• Task instructions:
Display every line of the data that contains the word "positive", treating uppercase and lowercase letters as different.
Data for the task: Begin
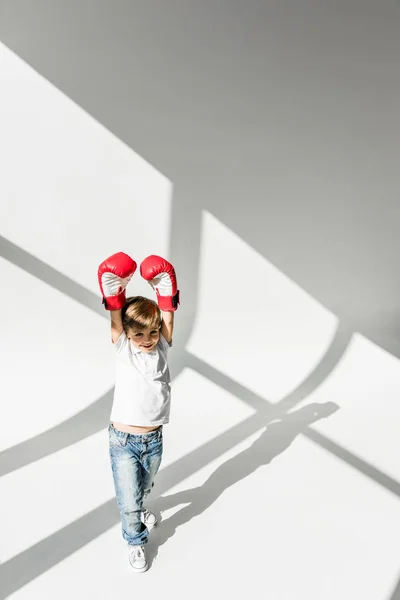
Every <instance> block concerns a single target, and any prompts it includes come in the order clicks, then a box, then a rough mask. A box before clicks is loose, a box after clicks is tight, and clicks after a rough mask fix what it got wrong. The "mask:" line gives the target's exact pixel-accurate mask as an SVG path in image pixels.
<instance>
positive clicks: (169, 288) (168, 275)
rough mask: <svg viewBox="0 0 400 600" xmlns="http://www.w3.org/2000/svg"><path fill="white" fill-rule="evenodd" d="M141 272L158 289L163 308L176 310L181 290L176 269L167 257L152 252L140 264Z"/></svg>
Data for the task: End
Data for the task: Begin
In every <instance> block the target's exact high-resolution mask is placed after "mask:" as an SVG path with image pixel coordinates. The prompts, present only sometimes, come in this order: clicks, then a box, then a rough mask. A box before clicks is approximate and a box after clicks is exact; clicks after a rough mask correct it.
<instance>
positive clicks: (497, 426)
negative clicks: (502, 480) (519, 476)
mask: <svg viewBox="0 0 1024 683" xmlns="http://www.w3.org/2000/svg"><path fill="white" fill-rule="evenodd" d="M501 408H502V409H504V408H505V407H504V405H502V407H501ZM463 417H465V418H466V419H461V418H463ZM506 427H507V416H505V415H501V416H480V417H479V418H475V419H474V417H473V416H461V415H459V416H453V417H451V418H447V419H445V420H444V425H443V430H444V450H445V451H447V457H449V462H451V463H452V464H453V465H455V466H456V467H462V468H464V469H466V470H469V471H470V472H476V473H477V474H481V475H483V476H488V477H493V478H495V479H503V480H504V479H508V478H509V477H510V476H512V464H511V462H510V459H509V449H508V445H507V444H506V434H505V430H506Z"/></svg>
Data for the task: End
• Expected output:
positive clicks: (169, 288) (168, 275)
positive clicks: (497, 426)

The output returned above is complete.